> **What to do**
Search the records for the string "receives" and copy every line in which it appears.

Records from a dataset

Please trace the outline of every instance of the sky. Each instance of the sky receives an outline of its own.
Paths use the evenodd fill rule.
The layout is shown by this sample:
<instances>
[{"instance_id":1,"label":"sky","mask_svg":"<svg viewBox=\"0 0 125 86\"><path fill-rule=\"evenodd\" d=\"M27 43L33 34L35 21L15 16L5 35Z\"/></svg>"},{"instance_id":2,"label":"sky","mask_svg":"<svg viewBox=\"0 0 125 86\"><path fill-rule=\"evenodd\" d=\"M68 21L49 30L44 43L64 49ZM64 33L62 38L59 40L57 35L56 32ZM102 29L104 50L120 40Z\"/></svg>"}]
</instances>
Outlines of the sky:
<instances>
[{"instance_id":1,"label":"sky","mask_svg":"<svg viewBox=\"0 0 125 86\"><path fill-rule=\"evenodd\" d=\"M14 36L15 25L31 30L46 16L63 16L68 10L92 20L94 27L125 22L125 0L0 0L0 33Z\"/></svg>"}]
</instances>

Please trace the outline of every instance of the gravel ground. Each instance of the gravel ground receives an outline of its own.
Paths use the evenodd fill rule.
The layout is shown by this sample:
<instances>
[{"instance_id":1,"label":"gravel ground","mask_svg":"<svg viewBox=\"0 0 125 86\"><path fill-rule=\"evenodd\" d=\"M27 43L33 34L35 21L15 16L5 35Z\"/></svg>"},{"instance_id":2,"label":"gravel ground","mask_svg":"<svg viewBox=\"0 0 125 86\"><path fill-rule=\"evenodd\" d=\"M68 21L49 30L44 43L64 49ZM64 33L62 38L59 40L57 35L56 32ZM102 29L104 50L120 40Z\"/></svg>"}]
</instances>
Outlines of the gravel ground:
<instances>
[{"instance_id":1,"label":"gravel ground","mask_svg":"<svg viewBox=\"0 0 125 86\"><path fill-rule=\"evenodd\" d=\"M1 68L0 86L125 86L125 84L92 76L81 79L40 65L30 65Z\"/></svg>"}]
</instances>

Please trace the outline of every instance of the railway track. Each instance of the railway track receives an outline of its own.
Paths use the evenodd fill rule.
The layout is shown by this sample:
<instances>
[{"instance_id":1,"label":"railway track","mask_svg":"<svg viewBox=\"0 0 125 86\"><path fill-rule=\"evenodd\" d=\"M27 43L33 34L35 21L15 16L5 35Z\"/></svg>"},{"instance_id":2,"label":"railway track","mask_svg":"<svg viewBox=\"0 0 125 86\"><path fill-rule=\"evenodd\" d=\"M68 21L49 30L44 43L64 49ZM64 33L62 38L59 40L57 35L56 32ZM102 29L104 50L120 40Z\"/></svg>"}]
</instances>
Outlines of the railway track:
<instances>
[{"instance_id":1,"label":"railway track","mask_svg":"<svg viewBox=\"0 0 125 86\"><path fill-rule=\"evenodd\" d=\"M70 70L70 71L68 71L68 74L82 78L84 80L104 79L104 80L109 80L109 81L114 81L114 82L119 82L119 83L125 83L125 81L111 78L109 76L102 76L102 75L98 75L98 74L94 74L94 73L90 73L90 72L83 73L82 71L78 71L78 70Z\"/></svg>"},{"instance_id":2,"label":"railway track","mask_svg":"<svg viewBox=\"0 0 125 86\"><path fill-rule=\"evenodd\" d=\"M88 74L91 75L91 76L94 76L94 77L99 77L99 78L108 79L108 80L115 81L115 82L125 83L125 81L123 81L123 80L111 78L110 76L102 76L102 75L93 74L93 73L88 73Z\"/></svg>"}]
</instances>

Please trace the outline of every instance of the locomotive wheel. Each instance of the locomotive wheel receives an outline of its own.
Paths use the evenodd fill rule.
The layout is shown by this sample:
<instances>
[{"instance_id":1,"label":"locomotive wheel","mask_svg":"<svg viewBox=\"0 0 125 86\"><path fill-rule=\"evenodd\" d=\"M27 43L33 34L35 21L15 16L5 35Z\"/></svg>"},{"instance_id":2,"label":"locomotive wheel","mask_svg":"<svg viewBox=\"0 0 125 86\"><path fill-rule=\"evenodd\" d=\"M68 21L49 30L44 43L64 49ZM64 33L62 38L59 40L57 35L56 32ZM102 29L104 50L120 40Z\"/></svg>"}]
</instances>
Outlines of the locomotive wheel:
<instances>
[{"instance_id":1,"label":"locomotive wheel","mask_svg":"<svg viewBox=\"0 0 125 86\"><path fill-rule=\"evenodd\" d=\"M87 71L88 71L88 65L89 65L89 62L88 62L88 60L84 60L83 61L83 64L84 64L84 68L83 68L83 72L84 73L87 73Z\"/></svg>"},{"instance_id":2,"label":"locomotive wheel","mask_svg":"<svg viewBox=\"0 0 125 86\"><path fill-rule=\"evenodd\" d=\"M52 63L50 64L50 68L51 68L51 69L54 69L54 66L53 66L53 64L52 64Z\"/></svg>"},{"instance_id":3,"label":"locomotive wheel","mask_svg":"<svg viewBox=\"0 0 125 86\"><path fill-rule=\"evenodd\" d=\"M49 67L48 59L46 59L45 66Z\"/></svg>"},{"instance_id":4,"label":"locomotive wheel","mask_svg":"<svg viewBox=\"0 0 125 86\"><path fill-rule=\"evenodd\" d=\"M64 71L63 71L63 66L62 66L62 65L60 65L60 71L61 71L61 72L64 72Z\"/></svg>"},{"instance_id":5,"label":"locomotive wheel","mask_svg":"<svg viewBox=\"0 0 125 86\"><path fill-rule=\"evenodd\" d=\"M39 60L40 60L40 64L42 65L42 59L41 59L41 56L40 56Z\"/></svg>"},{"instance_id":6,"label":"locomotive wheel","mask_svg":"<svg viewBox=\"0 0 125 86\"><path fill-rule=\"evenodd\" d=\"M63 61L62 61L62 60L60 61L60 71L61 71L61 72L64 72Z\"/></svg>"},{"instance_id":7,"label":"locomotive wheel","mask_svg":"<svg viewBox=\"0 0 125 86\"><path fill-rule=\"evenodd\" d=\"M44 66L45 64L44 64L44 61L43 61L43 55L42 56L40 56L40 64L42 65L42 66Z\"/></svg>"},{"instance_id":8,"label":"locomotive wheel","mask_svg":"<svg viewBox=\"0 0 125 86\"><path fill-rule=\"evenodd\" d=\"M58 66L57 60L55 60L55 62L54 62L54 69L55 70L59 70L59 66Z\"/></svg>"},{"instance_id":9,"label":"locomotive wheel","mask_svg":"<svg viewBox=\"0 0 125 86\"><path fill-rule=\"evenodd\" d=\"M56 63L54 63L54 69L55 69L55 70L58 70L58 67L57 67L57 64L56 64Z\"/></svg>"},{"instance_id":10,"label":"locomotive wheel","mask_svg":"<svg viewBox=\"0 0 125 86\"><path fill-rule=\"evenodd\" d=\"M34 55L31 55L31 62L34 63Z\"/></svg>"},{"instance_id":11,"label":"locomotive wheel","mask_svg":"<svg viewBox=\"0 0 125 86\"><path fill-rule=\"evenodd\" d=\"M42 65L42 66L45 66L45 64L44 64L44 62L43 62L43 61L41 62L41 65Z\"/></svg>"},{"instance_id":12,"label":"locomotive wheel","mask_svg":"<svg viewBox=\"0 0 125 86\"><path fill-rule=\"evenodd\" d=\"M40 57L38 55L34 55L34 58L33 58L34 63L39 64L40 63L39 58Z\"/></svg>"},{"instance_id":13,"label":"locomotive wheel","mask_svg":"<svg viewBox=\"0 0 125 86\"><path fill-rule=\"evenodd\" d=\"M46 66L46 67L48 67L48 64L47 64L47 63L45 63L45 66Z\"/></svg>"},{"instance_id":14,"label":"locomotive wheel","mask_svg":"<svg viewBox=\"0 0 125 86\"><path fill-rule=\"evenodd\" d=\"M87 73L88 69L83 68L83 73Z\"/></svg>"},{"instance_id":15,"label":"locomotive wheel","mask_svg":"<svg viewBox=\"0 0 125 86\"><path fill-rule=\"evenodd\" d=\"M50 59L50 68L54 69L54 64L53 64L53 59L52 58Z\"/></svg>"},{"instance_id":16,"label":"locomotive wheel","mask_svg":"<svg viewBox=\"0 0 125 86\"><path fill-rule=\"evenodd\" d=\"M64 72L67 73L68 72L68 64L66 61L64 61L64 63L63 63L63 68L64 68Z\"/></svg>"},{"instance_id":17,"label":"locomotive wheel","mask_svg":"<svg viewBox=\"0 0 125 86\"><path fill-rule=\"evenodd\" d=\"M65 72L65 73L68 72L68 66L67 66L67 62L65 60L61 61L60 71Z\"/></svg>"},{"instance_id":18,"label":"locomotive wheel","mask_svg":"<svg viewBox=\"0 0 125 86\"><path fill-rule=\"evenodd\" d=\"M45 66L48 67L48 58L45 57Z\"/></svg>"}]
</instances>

> **Answer**
Please trace the outline of every instance of the sky. Each instance of the sky receives an outline of its own.
Please trace the outline of every instance of the gravel ground. Each instance of the gravel ground receives an outline of its own.
Please trace the outline of every instance of the railway track. Each instance of the railway track receives an outline of its own.
Please trace the outline of every instance of the locomotive wheel. Each instance of the locomotive wheel receives an outline of its own.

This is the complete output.